[Data records]
▼
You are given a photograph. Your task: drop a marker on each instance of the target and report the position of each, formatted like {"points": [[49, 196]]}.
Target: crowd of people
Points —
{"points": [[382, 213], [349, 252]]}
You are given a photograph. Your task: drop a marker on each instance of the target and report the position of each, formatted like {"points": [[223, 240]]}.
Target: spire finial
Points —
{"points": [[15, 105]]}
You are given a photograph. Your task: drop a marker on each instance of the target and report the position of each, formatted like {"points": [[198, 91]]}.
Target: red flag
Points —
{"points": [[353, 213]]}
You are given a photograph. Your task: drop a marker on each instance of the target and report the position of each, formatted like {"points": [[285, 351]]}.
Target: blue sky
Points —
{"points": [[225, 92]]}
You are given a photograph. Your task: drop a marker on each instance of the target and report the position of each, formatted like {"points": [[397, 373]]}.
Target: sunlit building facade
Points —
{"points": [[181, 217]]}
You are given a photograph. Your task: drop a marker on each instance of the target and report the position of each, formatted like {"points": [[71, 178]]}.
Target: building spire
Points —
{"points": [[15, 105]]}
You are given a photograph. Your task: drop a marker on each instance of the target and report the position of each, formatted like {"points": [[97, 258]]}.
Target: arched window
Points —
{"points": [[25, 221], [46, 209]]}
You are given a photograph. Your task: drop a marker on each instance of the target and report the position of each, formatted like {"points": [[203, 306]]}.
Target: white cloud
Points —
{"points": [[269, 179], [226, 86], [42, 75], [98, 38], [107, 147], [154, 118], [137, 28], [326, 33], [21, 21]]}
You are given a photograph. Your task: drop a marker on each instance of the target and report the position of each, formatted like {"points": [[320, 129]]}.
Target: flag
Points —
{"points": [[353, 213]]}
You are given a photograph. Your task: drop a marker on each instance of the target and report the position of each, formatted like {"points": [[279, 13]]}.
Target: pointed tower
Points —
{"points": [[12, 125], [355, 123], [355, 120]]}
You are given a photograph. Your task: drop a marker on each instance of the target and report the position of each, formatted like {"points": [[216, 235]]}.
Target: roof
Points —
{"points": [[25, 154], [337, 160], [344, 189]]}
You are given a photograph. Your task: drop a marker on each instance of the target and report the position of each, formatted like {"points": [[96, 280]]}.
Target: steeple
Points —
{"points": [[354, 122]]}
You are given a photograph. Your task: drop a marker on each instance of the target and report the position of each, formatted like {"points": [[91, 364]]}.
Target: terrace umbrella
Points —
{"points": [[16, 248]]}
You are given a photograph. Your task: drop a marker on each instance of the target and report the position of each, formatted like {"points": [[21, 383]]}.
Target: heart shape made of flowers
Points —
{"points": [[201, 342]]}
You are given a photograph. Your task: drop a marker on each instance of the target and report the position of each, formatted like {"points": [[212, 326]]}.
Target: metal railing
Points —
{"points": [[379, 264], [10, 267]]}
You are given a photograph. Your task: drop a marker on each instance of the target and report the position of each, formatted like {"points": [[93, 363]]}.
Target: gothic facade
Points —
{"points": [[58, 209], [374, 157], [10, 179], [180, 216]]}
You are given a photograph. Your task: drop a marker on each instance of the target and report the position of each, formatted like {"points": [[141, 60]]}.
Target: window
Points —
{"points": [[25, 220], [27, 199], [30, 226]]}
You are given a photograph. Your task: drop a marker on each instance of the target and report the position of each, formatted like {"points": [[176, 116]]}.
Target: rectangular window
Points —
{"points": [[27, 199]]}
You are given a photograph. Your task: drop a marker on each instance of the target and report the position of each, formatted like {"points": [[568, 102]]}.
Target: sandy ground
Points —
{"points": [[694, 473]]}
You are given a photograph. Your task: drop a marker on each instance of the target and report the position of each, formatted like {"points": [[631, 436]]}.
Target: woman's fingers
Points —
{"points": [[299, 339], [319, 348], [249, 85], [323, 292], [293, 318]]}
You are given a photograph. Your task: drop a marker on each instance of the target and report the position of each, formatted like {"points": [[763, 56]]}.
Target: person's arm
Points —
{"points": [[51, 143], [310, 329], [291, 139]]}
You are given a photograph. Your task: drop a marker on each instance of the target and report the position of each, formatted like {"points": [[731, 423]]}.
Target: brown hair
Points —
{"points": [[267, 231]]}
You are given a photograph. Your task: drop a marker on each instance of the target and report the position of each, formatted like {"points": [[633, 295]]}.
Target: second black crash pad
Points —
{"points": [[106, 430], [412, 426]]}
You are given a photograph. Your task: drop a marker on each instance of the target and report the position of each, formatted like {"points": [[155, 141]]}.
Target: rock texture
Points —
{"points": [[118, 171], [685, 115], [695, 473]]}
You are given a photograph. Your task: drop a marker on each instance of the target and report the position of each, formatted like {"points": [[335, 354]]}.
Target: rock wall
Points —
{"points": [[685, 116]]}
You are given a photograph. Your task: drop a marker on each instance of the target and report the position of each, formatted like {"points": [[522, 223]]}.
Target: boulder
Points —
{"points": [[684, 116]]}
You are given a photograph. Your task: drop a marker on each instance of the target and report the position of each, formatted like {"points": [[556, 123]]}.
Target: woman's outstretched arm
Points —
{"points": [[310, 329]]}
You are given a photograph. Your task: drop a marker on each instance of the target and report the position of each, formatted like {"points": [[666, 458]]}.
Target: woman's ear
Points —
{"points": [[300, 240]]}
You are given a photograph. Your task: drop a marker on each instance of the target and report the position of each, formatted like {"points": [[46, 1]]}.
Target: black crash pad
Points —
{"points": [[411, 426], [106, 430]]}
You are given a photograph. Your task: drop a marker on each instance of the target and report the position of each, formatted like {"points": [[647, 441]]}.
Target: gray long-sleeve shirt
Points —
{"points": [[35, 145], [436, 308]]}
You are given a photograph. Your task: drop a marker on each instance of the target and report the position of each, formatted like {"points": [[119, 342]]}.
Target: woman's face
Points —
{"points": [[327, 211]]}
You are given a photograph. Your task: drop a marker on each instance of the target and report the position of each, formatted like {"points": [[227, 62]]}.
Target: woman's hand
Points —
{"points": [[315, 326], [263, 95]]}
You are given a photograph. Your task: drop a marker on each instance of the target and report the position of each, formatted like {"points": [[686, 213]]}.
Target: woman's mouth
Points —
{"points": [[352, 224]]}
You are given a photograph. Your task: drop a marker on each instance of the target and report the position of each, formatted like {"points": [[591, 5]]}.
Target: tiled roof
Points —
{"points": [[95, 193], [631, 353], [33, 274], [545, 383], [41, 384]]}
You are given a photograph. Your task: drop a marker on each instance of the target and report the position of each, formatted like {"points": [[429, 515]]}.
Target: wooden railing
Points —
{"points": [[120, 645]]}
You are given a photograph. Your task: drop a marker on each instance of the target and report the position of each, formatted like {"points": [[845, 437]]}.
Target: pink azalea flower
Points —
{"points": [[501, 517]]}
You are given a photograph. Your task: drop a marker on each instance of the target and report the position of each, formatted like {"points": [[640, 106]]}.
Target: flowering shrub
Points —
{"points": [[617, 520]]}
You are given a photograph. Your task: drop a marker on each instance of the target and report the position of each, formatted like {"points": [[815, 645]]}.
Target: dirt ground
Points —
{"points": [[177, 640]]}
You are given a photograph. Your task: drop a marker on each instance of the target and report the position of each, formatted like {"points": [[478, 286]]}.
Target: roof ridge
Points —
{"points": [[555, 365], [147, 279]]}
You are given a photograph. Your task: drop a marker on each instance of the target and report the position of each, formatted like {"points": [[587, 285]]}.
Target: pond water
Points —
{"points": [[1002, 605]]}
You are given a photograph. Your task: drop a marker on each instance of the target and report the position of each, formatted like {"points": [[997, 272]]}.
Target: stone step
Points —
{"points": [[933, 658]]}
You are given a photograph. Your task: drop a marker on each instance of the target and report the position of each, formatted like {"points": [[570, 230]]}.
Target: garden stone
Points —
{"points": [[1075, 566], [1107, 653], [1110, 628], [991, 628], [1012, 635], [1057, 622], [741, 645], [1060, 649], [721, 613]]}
▲
AIM OF THE TASK. From the data above, copy each line that has the string "rock".

ANSWER BOX.
Target: rock texture
Target: rock wall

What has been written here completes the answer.